▶ Exercise objective
Read the records beneath this task and copy every line that contains the string "foliage".

▶ Listed records
******************************
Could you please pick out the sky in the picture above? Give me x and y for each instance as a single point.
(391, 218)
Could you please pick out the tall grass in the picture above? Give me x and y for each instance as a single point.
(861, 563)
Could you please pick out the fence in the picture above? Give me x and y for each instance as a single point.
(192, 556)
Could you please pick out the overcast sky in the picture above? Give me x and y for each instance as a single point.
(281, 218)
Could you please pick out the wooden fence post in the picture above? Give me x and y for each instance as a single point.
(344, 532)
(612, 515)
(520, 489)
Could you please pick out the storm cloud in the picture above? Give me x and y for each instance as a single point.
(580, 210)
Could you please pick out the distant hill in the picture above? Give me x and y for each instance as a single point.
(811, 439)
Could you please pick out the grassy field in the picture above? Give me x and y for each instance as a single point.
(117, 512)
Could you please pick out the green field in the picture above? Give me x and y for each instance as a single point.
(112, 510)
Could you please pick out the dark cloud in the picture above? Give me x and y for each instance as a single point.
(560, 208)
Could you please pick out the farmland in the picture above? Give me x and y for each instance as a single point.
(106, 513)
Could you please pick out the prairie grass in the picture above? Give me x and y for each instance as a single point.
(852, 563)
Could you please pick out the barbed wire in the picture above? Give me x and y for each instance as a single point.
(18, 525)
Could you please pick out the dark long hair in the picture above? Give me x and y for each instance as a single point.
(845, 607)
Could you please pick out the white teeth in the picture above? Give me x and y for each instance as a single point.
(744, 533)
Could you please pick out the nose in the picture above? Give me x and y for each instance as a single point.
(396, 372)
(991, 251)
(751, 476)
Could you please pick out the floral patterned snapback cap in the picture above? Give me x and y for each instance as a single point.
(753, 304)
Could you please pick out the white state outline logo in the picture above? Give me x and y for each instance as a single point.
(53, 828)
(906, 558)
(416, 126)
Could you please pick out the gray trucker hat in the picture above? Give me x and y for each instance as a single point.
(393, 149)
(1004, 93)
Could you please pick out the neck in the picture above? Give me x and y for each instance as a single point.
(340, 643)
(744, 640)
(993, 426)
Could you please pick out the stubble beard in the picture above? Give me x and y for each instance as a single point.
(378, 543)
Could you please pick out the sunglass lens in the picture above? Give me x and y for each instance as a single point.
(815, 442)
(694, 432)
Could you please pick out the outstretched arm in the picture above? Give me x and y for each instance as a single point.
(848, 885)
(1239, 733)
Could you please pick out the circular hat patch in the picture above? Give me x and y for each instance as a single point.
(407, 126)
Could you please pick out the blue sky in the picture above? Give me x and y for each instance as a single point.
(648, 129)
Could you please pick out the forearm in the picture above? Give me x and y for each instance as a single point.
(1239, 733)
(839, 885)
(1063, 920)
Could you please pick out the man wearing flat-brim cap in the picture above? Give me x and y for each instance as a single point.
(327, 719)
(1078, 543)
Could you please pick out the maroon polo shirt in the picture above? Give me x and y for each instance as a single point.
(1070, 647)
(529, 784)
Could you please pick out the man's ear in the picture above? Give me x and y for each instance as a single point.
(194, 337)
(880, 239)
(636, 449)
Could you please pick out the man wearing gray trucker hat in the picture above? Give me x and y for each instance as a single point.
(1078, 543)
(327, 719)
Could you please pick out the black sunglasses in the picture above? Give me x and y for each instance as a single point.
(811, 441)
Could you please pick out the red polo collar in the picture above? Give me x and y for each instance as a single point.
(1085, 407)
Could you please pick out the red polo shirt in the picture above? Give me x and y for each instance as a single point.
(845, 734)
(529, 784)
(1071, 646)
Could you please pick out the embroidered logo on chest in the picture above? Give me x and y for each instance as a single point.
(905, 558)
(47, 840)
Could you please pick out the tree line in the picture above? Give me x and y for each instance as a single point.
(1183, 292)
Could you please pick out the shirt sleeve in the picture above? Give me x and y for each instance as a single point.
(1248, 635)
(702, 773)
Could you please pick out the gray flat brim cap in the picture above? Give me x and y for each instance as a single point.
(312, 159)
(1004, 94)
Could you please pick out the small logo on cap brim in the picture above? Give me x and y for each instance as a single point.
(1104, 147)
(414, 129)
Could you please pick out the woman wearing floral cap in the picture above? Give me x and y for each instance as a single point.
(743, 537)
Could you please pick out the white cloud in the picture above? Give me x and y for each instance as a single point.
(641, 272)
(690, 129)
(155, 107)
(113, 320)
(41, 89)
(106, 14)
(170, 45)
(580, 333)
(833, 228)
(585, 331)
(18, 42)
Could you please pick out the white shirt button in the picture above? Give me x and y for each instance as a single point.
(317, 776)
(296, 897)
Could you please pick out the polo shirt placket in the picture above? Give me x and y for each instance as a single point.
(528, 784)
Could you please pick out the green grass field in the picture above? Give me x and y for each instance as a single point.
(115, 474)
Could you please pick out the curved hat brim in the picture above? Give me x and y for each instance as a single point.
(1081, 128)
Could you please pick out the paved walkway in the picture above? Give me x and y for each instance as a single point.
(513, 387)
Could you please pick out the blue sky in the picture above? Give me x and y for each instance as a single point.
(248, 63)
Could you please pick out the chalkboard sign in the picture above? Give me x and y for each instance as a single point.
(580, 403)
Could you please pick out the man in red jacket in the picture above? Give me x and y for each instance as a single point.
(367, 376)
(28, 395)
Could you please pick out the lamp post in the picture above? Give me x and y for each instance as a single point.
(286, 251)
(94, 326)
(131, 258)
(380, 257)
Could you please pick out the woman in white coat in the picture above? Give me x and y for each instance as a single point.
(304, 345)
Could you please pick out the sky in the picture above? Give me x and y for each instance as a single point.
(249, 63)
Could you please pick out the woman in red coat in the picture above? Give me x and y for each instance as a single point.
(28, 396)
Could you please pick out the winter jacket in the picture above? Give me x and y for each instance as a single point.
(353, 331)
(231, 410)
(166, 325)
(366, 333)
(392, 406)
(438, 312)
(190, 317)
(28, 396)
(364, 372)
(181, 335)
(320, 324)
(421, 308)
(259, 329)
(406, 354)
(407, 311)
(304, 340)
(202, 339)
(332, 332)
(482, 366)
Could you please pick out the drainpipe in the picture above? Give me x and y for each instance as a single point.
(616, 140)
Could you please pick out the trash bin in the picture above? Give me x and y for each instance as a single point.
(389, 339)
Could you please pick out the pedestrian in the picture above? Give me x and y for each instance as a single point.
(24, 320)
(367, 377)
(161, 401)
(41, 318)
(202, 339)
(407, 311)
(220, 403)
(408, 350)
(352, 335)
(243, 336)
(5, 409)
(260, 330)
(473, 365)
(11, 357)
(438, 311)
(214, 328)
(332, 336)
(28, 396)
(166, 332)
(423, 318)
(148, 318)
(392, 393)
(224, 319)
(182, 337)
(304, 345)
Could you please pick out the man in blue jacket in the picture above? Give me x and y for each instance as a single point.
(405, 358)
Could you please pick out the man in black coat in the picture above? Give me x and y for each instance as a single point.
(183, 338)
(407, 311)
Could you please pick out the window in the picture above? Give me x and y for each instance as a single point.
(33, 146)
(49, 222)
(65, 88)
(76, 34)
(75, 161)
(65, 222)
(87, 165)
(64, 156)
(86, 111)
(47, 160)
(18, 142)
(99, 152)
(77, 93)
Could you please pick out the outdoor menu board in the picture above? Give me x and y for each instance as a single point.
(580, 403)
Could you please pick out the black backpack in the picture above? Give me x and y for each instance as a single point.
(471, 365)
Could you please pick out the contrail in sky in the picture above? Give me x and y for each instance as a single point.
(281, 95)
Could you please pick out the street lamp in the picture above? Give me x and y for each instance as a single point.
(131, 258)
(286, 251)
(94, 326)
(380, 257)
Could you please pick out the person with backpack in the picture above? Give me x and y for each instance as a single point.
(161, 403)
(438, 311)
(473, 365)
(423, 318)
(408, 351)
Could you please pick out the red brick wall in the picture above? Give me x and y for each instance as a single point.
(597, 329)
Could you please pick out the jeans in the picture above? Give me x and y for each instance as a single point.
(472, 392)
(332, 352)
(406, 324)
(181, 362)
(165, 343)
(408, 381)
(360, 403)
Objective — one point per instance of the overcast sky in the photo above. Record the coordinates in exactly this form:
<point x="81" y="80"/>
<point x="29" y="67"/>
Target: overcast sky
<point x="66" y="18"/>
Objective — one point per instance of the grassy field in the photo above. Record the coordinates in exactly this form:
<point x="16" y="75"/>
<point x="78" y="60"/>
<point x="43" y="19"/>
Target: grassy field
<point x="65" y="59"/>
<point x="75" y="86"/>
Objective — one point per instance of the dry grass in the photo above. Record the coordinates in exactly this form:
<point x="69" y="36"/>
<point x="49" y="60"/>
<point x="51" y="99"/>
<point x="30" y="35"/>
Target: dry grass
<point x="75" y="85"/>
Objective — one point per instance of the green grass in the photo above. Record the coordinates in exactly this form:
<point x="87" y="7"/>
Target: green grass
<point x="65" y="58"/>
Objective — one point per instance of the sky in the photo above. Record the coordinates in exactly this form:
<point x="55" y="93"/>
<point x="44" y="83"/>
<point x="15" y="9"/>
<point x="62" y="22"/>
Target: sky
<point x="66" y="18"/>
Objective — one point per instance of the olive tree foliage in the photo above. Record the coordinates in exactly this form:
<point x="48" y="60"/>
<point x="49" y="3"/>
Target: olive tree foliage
******************************
▶ Your solution
Objective — one point per instance of the olive tree foliage in the photo above. Record the coordinates in exactly this form:
Target: olive tree foliage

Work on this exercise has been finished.